TASK:
Begin at the line of the listing that contains "Task: Tag the bell tower" and copy it through the end of the listing, replacing "split by" with "separated by" and leaving everything else unchanged.

DATA FOR THIS EXERCISE:
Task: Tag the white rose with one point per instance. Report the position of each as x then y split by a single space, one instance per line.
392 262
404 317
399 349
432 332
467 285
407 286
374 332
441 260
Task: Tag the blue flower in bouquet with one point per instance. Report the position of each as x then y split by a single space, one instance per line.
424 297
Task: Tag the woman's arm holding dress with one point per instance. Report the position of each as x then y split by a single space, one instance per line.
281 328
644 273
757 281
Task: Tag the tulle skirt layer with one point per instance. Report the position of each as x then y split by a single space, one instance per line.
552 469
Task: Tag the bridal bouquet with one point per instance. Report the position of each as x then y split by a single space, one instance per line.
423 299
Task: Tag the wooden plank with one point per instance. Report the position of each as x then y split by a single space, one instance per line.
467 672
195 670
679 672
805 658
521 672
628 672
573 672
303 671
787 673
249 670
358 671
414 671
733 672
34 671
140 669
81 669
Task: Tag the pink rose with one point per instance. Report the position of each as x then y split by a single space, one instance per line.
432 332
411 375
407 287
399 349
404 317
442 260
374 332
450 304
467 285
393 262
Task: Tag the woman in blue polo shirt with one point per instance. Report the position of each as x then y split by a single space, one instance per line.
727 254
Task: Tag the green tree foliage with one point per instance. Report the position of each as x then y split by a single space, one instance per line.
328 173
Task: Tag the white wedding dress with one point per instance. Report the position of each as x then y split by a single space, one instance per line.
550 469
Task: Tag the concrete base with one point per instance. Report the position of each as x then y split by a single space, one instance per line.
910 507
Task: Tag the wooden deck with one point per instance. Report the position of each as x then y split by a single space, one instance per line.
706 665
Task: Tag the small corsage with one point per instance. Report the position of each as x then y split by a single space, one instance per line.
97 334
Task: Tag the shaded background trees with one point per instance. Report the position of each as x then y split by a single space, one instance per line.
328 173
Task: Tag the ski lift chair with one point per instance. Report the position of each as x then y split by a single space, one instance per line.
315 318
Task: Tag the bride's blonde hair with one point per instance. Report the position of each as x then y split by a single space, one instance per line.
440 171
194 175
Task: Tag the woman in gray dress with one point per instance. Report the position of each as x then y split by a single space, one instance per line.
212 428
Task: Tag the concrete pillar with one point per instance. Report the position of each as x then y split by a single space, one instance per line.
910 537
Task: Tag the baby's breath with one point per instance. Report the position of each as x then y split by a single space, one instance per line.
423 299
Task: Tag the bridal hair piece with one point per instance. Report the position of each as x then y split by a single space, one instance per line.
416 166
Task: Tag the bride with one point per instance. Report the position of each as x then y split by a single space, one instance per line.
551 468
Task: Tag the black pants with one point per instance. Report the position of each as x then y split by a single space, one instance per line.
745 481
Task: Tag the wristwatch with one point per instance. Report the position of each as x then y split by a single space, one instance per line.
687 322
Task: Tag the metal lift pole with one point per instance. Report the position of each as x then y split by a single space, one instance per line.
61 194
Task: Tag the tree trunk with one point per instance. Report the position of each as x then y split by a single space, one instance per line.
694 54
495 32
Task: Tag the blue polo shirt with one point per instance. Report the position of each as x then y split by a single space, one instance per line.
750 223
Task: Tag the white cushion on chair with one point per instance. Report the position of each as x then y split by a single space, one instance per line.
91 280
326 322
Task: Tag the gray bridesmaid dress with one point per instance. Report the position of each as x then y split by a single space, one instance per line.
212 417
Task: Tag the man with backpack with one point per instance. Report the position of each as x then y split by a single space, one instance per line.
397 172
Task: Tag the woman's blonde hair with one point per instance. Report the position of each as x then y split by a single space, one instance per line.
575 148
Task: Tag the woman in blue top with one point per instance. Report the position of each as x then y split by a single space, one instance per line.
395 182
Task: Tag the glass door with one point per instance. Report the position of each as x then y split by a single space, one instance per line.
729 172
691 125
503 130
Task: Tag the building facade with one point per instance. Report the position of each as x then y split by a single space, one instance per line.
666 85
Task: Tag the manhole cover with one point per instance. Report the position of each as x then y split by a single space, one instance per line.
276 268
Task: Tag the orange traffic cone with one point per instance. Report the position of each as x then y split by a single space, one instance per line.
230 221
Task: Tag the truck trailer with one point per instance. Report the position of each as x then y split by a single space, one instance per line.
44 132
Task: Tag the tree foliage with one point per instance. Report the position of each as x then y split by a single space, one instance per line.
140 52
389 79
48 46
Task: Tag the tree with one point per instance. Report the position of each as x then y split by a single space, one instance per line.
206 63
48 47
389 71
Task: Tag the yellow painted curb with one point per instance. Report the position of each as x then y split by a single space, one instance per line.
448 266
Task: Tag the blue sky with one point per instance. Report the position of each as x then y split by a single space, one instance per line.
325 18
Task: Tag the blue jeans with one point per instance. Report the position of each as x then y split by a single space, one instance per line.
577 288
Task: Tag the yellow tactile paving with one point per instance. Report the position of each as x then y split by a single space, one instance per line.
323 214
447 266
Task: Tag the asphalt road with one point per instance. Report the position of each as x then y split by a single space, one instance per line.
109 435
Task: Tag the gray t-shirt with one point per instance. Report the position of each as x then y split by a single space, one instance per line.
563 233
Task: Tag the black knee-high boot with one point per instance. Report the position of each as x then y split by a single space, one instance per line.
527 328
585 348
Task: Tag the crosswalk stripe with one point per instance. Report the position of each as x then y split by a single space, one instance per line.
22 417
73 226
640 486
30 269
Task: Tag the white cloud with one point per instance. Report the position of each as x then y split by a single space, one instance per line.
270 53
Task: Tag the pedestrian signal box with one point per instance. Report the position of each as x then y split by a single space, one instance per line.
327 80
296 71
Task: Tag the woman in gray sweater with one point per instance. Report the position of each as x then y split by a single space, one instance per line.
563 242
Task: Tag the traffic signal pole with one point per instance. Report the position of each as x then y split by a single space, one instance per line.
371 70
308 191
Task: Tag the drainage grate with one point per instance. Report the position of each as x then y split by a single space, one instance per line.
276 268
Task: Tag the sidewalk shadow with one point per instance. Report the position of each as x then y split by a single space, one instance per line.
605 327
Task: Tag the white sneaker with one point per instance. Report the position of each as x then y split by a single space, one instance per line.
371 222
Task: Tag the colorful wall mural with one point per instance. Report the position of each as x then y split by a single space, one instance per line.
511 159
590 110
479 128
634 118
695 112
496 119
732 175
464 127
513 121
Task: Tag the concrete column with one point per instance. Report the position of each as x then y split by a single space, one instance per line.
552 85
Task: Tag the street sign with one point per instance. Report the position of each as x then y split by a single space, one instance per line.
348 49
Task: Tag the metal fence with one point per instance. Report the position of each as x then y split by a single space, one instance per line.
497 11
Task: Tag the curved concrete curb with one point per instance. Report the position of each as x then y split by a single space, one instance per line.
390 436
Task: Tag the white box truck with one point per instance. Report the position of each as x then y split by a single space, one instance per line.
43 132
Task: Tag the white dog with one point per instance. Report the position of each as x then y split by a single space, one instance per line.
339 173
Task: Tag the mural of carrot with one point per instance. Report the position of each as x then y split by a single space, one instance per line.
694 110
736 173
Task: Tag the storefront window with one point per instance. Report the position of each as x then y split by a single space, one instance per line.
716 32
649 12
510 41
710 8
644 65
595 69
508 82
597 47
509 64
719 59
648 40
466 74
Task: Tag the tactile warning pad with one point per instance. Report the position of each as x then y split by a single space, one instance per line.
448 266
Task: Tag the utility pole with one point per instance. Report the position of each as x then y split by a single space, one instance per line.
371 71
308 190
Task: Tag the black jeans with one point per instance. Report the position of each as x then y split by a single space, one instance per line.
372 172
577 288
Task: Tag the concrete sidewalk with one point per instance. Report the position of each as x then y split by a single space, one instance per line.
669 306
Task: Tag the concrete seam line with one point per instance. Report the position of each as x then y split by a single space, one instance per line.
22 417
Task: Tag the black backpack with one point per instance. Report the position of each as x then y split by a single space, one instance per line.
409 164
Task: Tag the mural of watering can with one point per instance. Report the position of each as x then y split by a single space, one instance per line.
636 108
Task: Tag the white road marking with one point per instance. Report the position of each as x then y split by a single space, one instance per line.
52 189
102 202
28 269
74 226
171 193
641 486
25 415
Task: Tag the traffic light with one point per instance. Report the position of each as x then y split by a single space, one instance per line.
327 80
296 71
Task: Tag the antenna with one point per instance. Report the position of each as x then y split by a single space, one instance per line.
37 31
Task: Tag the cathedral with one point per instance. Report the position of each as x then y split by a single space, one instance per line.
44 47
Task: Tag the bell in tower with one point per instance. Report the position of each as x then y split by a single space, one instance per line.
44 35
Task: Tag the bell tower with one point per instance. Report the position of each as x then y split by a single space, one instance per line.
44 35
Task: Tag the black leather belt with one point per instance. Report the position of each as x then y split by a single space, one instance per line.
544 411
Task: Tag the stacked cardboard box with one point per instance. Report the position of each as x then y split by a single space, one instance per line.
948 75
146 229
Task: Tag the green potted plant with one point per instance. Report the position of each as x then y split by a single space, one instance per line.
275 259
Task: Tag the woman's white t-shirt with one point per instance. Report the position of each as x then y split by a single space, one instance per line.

REPLY:
Task: Tag the bell tower with one point per instance. Report the position of each as x then y separated by a single space, one instance per line.
44 35
Task: Tag the black leather belt with one point per instance. Report the position of each as x then y separated by a single space, one instance per line.
544 411
Task: Tag the stacked cardboard box with one point per instance. Report the position of each as x then y separated by a single space, one instance per line.
948 75
146 229
Task: Tag the green potted plant with one point per instance. Report the position of each as x then y separated by a single space, one instance per line.
275 259
Task: Tag the woman's white t-shirt with one point per instance. Report the position of each as x then y separated by a single space, one instance per line.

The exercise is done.